[Records from a data source]

▽

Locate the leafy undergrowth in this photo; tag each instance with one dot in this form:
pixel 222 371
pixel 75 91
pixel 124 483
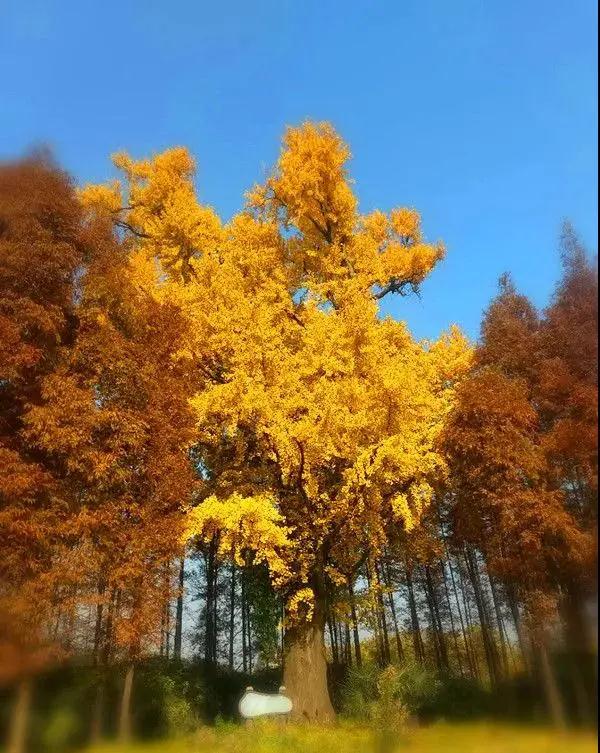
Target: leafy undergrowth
pixel 438 738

△

What is needed is an exact reproduction of the data, pictures excluded.

Locate the leafy undergrowth in this photo; tag each instance with one dot in this form:
pixel 222 371
pixel 75 91
pixel 124 483
Target: leafy undergrowth
pixel 438 738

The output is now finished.